SUPPLIED DATA:
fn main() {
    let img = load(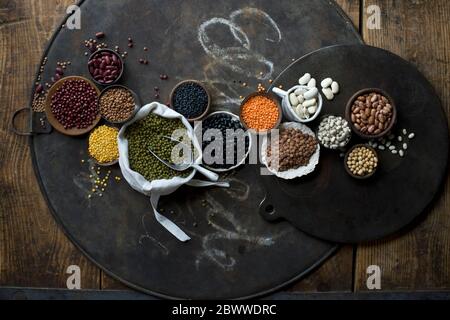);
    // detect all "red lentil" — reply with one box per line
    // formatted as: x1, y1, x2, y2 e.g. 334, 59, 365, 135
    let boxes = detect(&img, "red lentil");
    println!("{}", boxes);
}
241, 96, 280, 131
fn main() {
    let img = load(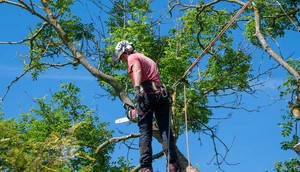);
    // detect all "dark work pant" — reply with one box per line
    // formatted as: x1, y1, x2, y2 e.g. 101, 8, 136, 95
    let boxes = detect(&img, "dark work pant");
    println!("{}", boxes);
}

THE TASK: Count the lines in the listing above that contain the word "pant", matching case exactly. Reply with the number only.

EXERCISE RESPONSE: 2